TASK INSTRUCTIONS. Repeat exactly, and only, the lines from the one containing "Target: sky" through the end of the records.

** begin INPUT ROWS **

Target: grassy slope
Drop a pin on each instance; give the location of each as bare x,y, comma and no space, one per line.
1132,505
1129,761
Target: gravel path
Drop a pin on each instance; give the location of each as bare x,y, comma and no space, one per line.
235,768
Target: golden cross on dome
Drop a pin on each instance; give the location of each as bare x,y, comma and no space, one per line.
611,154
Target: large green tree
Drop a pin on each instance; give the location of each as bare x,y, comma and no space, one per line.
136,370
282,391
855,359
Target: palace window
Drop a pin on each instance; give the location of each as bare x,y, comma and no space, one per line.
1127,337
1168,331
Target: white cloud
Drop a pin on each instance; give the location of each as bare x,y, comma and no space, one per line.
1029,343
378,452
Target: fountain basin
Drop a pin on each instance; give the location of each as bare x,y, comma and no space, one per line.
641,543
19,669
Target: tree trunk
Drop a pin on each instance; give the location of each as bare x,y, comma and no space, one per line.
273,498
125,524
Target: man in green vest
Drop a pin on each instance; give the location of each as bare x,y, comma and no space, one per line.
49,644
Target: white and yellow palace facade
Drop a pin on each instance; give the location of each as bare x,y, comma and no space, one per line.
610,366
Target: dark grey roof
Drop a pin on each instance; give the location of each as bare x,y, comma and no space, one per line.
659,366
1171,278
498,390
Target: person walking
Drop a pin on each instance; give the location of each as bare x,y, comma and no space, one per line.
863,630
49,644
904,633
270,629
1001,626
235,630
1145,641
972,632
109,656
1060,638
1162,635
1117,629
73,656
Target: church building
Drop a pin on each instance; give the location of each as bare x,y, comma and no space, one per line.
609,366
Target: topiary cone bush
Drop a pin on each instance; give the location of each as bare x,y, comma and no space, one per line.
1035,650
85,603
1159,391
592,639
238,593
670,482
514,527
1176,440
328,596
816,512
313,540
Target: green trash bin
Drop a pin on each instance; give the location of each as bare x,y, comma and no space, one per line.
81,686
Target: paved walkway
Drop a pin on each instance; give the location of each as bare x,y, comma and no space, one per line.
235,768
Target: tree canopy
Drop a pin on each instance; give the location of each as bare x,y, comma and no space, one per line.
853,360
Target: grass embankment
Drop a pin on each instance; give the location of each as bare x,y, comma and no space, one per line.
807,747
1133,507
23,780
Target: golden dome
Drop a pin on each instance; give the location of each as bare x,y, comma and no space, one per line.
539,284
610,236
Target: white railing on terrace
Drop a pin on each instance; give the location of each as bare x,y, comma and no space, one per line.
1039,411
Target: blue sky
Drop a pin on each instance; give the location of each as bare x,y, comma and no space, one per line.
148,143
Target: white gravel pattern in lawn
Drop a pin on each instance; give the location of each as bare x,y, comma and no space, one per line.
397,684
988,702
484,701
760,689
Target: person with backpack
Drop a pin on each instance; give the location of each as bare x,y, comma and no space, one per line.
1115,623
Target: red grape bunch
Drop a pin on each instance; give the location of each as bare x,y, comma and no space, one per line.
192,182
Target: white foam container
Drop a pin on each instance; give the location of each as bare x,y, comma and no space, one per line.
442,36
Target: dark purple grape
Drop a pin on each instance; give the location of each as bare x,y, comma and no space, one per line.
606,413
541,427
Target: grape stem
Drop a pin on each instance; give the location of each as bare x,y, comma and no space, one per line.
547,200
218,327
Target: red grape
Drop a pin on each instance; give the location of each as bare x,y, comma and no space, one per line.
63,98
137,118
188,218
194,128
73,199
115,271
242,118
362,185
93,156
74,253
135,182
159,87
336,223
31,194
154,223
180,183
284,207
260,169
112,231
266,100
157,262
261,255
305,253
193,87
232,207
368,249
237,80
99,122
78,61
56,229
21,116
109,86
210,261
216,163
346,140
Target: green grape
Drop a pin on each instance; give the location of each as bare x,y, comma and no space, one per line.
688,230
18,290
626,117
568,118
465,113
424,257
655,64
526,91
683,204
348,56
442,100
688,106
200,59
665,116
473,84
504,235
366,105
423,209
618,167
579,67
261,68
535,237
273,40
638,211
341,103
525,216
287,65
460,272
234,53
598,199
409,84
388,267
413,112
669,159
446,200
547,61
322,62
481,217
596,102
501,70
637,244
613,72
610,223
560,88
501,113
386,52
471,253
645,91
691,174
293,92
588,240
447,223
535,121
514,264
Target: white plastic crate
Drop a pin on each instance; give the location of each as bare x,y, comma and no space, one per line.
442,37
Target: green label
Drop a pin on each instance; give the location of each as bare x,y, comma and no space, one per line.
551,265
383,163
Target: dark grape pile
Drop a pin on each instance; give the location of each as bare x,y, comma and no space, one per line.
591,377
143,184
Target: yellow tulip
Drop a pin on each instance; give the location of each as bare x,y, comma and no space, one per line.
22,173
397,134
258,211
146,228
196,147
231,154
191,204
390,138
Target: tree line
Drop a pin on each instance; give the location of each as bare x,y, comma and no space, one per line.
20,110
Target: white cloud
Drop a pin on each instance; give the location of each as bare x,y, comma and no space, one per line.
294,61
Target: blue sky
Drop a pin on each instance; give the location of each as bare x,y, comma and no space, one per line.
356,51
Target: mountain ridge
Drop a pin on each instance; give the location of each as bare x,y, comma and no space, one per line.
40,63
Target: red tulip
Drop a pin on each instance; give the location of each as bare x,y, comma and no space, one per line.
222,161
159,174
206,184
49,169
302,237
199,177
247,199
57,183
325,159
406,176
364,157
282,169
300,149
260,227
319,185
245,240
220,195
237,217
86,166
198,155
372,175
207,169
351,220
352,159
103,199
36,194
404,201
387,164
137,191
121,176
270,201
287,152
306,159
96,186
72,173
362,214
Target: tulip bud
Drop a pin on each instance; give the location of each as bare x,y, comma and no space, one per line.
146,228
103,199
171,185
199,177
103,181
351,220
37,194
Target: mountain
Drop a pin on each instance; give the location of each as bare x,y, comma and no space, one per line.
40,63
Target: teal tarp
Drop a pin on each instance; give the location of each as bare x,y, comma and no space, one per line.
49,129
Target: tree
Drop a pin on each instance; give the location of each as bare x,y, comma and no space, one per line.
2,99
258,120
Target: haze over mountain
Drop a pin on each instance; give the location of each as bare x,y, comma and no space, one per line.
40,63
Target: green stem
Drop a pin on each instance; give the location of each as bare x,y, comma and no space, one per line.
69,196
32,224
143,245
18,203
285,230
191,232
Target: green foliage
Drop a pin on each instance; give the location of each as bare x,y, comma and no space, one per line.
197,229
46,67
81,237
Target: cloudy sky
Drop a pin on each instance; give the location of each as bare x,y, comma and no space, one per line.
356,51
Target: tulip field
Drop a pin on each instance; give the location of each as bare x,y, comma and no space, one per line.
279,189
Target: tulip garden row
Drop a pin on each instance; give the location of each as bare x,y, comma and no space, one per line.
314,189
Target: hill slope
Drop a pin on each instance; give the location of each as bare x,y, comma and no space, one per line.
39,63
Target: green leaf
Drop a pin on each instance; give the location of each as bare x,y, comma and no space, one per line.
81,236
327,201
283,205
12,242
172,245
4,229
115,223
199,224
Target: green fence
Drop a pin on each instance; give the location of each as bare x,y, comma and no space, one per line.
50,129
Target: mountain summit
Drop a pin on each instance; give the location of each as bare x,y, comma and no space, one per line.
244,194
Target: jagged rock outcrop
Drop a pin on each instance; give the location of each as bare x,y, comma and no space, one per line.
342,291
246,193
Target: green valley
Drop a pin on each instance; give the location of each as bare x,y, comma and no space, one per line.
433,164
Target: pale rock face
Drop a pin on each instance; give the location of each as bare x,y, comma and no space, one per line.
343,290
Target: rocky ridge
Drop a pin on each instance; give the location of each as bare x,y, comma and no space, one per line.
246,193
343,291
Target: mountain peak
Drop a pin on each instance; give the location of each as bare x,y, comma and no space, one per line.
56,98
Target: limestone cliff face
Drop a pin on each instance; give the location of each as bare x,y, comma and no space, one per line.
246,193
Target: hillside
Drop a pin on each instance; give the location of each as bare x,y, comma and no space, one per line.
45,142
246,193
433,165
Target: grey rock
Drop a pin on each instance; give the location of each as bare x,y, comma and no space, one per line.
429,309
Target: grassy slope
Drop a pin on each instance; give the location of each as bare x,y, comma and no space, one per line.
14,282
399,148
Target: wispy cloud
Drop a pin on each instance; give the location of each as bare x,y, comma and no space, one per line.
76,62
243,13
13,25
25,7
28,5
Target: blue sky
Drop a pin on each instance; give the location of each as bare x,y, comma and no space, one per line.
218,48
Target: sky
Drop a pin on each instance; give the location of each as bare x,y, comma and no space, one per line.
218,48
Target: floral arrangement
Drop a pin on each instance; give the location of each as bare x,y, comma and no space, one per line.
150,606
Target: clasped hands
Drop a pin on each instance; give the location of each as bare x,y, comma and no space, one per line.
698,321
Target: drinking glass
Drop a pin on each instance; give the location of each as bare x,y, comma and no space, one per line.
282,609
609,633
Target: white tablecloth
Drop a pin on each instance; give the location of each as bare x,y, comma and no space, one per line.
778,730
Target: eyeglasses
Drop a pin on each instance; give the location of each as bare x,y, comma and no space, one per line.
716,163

** end INPUT ROWS **

EXERCISE SOLUTION.
Target: sky
Drop a pin on each instance; give the location of each as bare x,y, comma and no space, one per line.
218,48
Target: floral arrangement
Drop a pin on each instance; give the location of each as bare x,y, comma and no space, one per line.
150,606
Target: clasped hands
Drop a pin on each instance; give the location of each as bare x,y, comma and no space, one per line.
698,321
Target: drinking glass
Drop a pin on each instance; give the location of each as bare x,y, comma and no space, one per line.
282,609
609,633
Target: white tablecloth
Drop a pin on each instance; give the location of each as bare x,y, comma and no space, one per line.
778,730
Target: eyeglasses
Drop a pin on each instance; give the location of each as bare x,y, comma and no space, one per line.
716,163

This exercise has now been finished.